* **Stated problem 1**
Pull out each line of the listing that contains the string "snow".

Both the revolt and John Ball himself came to a violent end. The rebels had two meetings in London with the young king Richard 11, which were much messier than the glamorised version presented in the manuscript above. False promises were made, and the rebels dispersed thinking they had achieved their ends. The revolt continued in other parts of the country, but was crushed by force.
But that couplet was not forgotten. It was handed down to the seventeenth century revolutionaries. Click on the YouTube image below to listen to John Ball, written by Sydney Carter in 1981, to mark the 600th anniversary of the Peasants’ Revolt.
When civil war swept through the British Isles in the seventeenth century, the most radical and prophetic insights did not come from the victorious general Cromwell or his parliament.
It was the small radical groups such as Levellers, Diggers and early Quakers who offered a passionate re-thinking, a ‘world turned upside down’.

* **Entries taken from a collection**
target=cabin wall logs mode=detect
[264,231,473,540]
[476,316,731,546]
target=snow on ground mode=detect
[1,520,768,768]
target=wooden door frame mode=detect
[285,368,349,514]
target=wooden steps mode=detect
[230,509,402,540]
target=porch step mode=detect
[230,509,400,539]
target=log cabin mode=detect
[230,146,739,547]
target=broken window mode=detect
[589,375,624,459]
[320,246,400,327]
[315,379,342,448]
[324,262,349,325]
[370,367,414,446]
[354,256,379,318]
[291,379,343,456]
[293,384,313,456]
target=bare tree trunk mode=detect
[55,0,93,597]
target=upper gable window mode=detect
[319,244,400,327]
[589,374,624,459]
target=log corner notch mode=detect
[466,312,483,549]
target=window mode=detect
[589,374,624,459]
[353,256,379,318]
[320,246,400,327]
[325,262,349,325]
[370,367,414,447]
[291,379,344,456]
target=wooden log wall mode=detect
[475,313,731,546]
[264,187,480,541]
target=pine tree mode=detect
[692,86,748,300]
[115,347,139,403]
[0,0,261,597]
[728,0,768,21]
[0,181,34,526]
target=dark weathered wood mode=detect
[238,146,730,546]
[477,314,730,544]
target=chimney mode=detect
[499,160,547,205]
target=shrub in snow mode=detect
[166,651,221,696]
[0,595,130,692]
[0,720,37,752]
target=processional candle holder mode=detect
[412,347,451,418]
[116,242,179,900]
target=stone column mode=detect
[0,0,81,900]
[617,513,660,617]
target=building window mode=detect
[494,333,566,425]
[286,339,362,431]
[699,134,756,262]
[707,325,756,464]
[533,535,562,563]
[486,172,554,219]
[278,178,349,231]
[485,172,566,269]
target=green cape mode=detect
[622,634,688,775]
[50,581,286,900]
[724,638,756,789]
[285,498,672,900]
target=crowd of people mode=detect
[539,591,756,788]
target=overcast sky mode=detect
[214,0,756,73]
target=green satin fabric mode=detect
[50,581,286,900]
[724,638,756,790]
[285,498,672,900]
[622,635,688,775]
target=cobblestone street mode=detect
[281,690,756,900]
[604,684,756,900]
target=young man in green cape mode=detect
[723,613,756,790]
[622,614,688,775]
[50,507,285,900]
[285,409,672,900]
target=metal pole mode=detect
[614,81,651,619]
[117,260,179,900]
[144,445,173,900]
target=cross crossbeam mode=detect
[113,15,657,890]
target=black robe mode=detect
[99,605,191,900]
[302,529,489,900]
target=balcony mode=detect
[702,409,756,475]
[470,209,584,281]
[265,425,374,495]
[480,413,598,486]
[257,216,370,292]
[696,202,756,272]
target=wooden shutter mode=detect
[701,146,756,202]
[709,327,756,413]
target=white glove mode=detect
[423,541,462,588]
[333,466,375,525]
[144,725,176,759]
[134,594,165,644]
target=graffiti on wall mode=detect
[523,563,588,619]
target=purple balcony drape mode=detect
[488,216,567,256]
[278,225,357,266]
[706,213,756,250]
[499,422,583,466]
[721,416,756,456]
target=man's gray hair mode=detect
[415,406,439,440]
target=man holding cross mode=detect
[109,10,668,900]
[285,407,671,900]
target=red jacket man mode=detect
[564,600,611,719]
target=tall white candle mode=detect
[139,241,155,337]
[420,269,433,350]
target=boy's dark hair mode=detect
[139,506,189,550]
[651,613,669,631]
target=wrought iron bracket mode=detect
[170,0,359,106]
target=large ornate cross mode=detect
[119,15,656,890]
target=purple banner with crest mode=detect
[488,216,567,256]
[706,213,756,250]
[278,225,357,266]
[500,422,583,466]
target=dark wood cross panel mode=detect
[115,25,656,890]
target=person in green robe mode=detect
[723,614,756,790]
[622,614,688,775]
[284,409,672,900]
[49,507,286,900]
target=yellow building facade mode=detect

* **Stated problem 2**
In the passage on the Peasants' Revolt, who wrote the song "John Ball," and in what year?

* **Complete answer 1**
target=snow on ground mode=detect
target=shrub in snow mode=detect

* **Complete answer 2**
Sydney Carter, in 1981.